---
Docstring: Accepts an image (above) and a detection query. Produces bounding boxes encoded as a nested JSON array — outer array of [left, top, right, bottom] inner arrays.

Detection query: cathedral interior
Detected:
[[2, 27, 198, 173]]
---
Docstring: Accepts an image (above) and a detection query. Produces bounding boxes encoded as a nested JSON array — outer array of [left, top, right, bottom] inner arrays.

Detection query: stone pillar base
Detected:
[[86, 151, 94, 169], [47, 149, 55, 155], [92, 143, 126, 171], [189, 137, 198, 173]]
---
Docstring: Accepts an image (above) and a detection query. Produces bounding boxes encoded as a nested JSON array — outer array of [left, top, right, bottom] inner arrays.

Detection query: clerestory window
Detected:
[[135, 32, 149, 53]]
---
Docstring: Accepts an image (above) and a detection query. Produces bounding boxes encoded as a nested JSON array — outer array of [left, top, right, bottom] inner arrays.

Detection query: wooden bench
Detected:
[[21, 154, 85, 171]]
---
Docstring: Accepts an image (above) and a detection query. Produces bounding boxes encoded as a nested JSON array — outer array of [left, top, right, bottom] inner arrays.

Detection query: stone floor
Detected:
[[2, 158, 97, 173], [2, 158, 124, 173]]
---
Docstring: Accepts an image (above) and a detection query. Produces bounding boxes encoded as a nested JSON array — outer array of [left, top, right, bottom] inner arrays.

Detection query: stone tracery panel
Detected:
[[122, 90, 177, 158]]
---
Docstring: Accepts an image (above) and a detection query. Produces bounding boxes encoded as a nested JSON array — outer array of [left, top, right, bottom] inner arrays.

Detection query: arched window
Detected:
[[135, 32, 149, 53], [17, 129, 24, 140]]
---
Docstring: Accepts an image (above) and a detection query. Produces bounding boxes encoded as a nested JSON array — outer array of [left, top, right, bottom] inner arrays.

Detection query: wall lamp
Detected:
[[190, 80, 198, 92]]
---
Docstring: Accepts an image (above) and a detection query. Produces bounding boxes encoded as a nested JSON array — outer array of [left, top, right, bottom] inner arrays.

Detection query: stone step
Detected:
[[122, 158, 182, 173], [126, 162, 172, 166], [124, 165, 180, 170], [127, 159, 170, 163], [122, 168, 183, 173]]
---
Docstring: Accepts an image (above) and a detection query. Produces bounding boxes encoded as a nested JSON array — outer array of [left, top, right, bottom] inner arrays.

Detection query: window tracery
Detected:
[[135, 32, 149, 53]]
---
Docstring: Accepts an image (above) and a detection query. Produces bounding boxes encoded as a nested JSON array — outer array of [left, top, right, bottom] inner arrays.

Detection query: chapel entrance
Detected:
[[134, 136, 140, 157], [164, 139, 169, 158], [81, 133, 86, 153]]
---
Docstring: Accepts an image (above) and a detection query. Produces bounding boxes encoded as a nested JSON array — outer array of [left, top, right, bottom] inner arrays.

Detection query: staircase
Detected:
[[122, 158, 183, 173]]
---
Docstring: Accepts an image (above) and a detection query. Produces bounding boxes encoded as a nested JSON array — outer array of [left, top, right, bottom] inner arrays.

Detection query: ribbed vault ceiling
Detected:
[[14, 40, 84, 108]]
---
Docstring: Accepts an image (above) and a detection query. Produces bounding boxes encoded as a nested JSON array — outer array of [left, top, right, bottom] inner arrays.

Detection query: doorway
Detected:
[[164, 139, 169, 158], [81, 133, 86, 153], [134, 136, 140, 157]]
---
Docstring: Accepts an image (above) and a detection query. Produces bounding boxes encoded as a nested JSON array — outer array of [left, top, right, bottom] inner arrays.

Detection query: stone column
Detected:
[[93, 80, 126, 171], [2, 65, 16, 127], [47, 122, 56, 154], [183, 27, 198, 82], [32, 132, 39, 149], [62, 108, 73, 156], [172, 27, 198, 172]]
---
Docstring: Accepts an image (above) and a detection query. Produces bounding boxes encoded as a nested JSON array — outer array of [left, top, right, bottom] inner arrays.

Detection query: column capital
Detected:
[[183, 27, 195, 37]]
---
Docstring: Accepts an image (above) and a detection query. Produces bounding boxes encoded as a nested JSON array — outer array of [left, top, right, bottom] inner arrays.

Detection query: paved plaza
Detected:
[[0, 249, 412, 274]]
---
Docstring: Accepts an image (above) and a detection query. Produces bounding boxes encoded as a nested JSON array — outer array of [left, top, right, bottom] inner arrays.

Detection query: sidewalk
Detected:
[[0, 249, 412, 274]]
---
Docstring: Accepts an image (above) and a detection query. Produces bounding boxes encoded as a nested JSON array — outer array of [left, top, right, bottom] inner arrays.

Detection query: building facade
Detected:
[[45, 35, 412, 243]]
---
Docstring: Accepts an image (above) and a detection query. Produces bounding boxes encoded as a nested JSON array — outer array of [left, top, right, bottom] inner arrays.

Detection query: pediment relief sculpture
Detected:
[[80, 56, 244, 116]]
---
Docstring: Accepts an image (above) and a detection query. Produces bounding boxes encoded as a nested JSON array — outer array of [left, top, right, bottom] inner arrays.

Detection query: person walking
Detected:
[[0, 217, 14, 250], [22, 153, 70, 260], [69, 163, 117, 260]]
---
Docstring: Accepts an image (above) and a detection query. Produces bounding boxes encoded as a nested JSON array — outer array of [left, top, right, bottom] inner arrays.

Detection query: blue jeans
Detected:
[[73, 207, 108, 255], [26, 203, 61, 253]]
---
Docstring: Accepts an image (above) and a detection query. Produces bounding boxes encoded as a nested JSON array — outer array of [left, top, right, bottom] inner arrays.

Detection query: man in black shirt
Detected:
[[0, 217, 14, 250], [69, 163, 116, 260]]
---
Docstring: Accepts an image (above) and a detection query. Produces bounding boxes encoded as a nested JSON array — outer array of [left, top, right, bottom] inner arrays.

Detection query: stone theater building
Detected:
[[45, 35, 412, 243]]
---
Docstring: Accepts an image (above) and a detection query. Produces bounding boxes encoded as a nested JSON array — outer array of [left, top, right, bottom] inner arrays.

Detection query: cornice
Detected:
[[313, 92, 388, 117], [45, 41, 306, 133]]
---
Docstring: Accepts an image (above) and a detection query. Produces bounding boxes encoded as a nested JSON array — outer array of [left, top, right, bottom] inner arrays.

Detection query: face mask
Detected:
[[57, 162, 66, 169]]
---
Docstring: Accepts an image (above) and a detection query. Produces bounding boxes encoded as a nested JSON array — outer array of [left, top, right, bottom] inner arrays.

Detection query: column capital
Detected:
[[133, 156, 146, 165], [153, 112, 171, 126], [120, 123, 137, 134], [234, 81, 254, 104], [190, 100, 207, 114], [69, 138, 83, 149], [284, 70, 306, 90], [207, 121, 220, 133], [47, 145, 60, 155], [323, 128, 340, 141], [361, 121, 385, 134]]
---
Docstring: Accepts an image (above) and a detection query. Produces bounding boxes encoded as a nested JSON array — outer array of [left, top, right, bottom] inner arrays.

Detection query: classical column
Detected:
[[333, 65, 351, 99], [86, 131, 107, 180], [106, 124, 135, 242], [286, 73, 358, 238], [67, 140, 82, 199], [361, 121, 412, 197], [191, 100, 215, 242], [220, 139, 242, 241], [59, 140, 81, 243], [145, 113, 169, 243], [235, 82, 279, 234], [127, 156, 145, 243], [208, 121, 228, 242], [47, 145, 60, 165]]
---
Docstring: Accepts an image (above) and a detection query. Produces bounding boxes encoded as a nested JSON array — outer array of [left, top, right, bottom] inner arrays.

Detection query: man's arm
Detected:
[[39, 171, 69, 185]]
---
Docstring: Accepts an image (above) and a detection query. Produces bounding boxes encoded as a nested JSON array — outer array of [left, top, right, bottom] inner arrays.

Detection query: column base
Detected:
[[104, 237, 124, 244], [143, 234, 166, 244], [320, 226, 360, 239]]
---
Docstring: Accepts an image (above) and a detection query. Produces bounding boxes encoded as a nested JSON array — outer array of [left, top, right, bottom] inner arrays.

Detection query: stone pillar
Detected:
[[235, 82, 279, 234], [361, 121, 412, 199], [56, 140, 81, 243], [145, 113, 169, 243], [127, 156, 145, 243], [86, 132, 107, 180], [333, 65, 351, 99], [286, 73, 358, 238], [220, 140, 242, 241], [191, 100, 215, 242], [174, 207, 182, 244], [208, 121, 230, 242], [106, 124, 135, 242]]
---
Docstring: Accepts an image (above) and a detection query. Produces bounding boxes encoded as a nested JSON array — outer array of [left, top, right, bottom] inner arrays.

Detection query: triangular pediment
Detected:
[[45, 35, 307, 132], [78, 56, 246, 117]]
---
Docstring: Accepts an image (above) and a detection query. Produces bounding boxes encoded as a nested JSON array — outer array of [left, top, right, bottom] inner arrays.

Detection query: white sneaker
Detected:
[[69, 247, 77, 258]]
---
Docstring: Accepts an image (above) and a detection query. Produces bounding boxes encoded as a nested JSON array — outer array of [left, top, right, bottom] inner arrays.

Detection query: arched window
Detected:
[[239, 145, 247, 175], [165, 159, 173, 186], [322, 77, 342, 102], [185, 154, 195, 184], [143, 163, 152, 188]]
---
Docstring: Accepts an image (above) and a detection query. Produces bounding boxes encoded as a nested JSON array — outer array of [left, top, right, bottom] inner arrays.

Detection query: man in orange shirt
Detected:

• _TASK GOAL_: Copy out the records from their first line through the line containing "[[2, 27, 198, 173]]", with both ends included.

• _RESULT OF THIS EXERCISE_:
---
Docstring: Accepts an image (above) and a detection query. Produces bounding boxes encoded as a nested JSON array — outer array of [left, top, right, bottom] inner arrays.

Detection query: cathedral interior
Detected:
[[2, 27, 198, 173]]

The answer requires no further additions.